WHAT YOU WILL DO
Within the material below, transcribe exactly the lines from the one holding "Target: wooden beam" through the one holding "Target: window", keeping both ends and skipping the rest.

INFORMATION PROVIDED
Start of Block

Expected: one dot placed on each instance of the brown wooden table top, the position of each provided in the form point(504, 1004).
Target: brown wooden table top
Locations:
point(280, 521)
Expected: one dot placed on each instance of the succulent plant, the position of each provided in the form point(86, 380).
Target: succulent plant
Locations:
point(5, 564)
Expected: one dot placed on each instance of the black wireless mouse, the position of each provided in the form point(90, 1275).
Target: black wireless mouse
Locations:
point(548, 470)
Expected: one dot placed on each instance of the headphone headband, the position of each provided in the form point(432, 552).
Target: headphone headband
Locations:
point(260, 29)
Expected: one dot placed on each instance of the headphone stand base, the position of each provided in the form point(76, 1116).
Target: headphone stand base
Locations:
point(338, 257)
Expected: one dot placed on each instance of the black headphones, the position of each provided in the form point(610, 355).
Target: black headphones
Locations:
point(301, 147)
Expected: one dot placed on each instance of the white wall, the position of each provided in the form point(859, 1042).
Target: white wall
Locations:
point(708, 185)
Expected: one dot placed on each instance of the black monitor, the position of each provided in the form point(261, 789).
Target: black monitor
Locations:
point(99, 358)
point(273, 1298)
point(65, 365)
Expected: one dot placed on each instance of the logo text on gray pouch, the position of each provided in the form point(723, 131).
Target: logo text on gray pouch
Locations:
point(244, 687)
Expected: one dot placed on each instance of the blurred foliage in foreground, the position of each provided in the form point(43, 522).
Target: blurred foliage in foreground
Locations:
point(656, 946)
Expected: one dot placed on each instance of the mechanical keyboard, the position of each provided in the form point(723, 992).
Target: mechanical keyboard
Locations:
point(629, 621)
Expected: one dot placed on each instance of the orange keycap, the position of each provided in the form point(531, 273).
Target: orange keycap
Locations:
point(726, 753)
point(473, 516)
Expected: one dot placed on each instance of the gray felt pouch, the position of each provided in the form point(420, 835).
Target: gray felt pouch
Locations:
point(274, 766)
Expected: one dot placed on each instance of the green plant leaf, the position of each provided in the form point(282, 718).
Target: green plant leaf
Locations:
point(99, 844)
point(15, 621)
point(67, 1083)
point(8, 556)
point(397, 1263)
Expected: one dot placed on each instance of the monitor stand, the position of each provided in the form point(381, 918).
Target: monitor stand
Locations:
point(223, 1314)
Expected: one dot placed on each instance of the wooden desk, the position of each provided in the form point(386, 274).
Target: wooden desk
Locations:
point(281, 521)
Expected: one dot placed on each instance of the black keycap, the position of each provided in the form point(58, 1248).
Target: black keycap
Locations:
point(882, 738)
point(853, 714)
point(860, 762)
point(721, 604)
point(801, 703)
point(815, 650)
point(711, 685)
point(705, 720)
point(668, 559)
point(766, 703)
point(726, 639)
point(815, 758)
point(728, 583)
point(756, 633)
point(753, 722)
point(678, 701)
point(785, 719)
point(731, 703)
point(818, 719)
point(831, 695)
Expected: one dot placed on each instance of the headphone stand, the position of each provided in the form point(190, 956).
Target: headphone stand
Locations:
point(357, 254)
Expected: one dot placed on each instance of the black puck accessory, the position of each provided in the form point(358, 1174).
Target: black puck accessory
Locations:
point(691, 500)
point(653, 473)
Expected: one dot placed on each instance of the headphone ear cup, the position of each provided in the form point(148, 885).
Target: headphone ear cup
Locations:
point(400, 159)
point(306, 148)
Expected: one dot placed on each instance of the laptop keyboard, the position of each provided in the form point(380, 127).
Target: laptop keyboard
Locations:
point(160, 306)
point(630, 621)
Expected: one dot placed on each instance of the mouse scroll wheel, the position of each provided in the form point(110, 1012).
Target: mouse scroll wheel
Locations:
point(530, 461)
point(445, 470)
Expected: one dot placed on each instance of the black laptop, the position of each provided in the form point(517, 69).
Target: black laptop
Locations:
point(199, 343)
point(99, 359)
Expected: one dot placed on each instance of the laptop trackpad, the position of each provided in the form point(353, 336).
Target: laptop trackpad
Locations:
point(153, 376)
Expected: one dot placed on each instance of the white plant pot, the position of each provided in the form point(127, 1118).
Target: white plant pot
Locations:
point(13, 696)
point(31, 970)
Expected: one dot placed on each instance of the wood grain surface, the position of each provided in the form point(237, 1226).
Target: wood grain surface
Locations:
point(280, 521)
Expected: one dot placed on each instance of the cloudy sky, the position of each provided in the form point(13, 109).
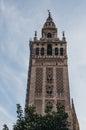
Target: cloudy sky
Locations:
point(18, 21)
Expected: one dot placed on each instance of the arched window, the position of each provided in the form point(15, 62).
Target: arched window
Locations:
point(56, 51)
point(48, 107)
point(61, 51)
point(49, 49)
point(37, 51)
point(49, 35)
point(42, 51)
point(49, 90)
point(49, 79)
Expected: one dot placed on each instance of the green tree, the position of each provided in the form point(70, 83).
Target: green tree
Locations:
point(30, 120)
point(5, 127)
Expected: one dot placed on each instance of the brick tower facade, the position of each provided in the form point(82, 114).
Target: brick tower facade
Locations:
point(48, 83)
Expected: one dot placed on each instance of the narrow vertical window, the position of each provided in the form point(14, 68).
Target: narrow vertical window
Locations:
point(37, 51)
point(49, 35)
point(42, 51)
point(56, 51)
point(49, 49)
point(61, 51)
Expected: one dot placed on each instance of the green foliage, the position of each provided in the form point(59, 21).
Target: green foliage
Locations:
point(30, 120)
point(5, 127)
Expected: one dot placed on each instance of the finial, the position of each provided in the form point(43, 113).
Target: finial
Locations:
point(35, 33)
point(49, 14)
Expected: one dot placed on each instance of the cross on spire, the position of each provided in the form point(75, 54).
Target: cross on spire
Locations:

End of Block
Start of Block

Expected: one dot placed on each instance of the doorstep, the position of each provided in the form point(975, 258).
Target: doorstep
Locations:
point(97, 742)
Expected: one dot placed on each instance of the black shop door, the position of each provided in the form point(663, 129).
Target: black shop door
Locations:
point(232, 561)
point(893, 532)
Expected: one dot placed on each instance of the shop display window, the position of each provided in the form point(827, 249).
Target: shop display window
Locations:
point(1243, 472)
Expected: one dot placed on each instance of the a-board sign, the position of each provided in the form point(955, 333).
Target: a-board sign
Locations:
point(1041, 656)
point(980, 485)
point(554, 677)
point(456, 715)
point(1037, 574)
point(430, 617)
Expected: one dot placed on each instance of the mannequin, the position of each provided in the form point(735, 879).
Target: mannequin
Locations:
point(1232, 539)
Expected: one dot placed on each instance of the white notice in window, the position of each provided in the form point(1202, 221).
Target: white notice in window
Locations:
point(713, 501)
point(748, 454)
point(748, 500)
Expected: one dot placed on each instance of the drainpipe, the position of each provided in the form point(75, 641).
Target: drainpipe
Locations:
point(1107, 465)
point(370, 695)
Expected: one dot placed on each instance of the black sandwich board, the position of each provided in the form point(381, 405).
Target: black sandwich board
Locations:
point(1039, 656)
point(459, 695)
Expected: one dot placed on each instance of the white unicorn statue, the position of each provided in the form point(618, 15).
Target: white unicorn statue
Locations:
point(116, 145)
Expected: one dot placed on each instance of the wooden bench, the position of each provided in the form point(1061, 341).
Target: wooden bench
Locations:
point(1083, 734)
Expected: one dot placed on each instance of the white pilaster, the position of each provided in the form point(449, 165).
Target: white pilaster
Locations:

End of Block
Start of Block

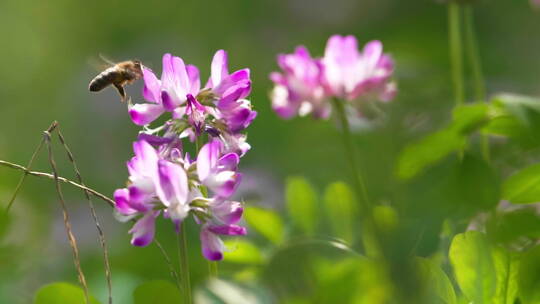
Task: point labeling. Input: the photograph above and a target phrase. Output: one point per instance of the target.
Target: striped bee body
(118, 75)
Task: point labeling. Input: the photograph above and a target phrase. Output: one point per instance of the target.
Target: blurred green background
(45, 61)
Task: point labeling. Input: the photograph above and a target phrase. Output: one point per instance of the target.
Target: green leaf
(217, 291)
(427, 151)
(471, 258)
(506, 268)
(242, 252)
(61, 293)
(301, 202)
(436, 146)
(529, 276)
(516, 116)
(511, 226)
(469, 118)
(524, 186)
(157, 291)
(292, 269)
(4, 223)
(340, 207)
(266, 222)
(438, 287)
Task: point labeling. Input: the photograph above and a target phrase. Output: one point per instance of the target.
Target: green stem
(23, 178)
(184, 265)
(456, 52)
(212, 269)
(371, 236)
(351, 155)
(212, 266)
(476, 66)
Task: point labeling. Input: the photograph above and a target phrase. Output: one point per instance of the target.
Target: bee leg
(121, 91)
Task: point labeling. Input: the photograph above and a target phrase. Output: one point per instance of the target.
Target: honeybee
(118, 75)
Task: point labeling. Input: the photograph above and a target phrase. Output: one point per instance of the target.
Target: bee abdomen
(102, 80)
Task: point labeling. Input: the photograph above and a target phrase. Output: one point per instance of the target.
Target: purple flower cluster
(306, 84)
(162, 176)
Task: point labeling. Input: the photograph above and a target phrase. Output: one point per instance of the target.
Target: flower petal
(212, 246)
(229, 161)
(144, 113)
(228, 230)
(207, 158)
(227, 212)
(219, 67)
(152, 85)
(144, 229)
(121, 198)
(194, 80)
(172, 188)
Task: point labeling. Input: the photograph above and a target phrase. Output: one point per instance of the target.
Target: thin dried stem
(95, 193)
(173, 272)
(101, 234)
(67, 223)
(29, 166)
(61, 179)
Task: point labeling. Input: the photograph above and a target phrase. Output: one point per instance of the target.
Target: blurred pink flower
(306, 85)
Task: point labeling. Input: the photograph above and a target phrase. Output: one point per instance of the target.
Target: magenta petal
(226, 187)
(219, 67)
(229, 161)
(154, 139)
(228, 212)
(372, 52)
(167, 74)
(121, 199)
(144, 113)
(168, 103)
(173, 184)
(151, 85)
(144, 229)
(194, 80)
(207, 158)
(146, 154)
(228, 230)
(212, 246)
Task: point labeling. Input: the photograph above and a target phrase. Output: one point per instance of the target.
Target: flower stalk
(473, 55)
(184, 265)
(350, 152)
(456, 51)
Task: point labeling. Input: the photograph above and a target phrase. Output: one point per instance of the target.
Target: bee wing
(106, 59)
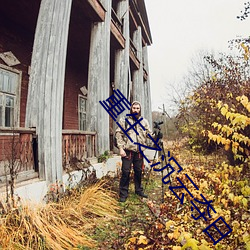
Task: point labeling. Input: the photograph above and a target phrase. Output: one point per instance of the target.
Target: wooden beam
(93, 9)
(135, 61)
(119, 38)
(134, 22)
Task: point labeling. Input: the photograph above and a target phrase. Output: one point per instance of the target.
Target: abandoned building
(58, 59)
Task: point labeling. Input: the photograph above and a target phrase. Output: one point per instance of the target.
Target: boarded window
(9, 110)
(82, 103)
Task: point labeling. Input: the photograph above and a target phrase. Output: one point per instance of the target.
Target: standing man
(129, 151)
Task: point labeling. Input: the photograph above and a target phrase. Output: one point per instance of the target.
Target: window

End of Block

TASK RESPONSE
Target: wooden beam
(93, 9)
(135, 61)
(119, 38)
(134, 22)
Task: point labeling. Input: the photograph above and a target phrase. Output: one point per instance of the target.
Target: abandoned building
(58, 59)
Task: point labeling. Input: the photograph above and a target phrase. Output: one point per instance of the target.
Target: boarded window
(9, 110)
(82, 103)
Task: point labeling. Input: the photograph above and a target phrase. Output: one point per instance of the target.
Target: standing man
(129, 151)
Task: point labeling. Input: the photograph above and a target phrase. Output: one point per instance of the target.
Target: window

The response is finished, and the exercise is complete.